▸ TASK DETAILS: Convert the data below into a JSON list of strings with one string per line, leaving out any blank lines.
┌──
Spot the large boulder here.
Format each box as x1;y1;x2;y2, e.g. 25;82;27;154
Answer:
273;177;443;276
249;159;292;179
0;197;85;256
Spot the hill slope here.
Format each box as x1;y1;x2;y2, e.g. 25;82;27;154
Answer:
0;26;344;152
└──
▸ OUTPUT OF THE EXERCISE:
[
  "Spot the large boulder here.",
  "Format each box as x1;y1;x2;y2, e.g. 25;82;27;154",
  "Answer:",
  "273;177;443;276",
  "249;159;292;179",
  "0;197;85;256",
  "Spot the hill slope here.",
  "Format each box as x1;y1;x2;y2, e.g. 25;82;27;154",
  "Answer:",
  "0;26;344;152"
]